In [1]:
#!pip install beautifulsoup4

# Business Understanding

### 1 - Problema de Negócio
    - Qual o melhor preço de venda para calças?
    
### Saída: (Produto Final)
    1. A resposta para a pergunta
        - Mediana dos preços dos concorrentes
        
    2. Formato da entrega
        - Tabela ou gráfico
        
    3. Local da entrega
        - App streamlit
        
### Processo (Passo a Passo)
    1. Passo a passo para construir o cálculo da mediana ou média
        - Realizar o cálculo da mediana sobre o produto, tipo e cor
        
    2. Definir o formato da entrega (visualizaçao, tabela, frase)
        - Gráficos de barras com a mediana dos preços dos produtos, por tipo e cor dos últimos 30 dias.
        - Tabela com as seguintes colunas: id | product_name | product_type | product_color | product_price
        - Definiçao do schema: colunas e seu tipo
        - Definição da infraestrutura de armazenamento (SQLITE3)
        - Design do ETL (Scripts de Extração, Transformação e Carga)
        - Planejamento de agendamento dos scripts (dependência entre os scripts)
        - Fazer as visualizações
        - Entrega do produto final
        
    3. Decidir o local de entrega (powerBi, telegram, email, streamlit, intranet)
        - App com Streamlit      

### Entrada (fonte de dados)
    1. Fonte de dados:
        - Site da H&M
        - Site da Macys
        
    2. Ferramentas:
        - Pyhton 3.8.0
        - Bibliotecas de webscrapping (BS4, Selenium)
        - Pycharm
        - Jupyter Notebook (análises e prototipagens)
        - Crontjob, Airflow
        - Streamlit

### 2 - Problema de Negócio
    - Quantos tipos de calças e suas cores para o produto inicial?
    
### Saída: (Produto Final)
    1. A resposta para a pergunta
        - Tipos e cores de calças mais frequentes por concorrentes
        
    2. Formato da entrega
        - Lista/Tabela/Gráfico
        
    3. Local da entrega
        - App streamlit
        
### Processo (Passo a Passo)
    1. Passo a passo para construir o cálculo da mediana ou média
        - Realizar webscrapping identificando tipo e cor mais frequentes nos sites dos concorrentes
        
    2. Definir o formato da entrega (visualizaçao, tabela, frase)
        - Gráficos de barras com a frequência dos produtos, por tipo e cor dos últimos 30 dias.
        - Tabela com as seguintes colunas: id | product_name | product_type | product_color | supplier
        - Definiçao do schema: colunas e seu tipo
        - Definição da infraestrutura de armazenamento (SQLITE3)

• INSTRUÇÕES
1/ No planejamento sobre preços de calças, quais sites são indicados como fonte de dados?
2/ Por favor, retome o planejamento sobre preços de calças a partir do ponto em que ele termina.
A listagem não tem relação com o planejamento sobre preços de calças.

• DADOS BRUTOS
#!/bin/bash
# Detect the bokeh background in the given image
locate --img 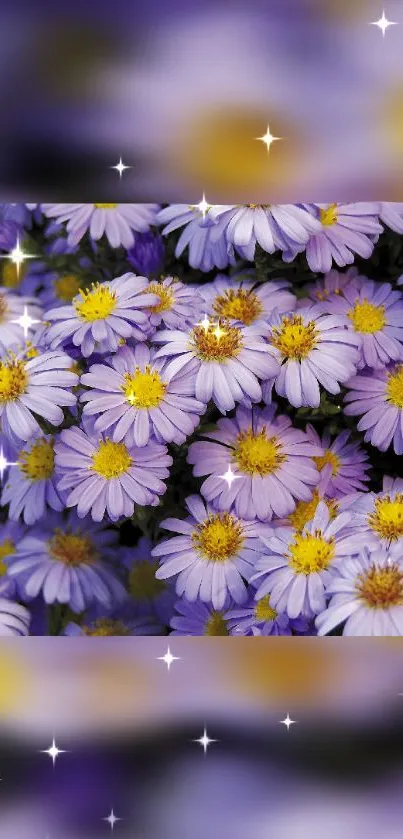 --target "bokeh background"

• RESPOSTAS DO EXERCÍCIO
1/ O site da H&M e o site da Macys.

2/
        - Design do ETL (Scripts de Extração, Transformação e Carga)
        - Planejamento de agendamento dos scripts (dependência entre os scripts)
        - Fazer as visualizações
        - Entrega do produto final
        
    3. Decidir o local de entrega (powerBi, telegram, email, Streamlit, intranet)
        - App com Streamlit      

### Entrada (fonte de dados)
    1. Fonte de dados:
        - Site da H&M
        - Site da Macys
        
    2. Ferramentas:
        - Pyhton 3.8.0
        - Bibliotecas de webscrapping (BS4, Selenium)
        - Pycharm
        - Jupyter Notebook (análises e prototipagens)
        - Crontjob, Airflow
        - Streamlit

### 3 - Problema de Negócio
    - Quais as matérias-primas para confecionar as calças?
    
### Saída: (Produto Final)
    1. A resposta para a pergunta
        - MP mais frequentes por tipo de calça
        
    2. Formato da entrega
        - Lista/Tabela/Gráfico
        
    3. Local da entrega
        - App streamlit
        
### Processo (Passo a Passo)
    1. Passo a passo para construir o cálculo da mediana ou média
        - Realizar webscrapping identificando as MP mais frequentes usadas por tipo de calças
        
    2. Definir o formato da entrega (visualizaçao, tabela, frase)
        - Gráficos de barras com as MP dos produtos dos últimos 30 dias.
        - Tabela com as seguintes colunas: id | product_name | product_type | product_composition
        - Definiçao do schema: colunas e seu tipo
        - Definição da infraestrutura de armazenamento (SQLITE3)
        - Design do ETL (Scripts de Extração, Transformação e Carga)
        - Planejamento de agendamento dos scripts (dependência entre os scripts)
        - Fazer as visualizações
        - Entrega do produto final
        
    3. Decidir o local de entrega (powerBi, telegram, email, Streamlit, intranet)
        - App com Streamlit      

### Entrada (fonte de dados)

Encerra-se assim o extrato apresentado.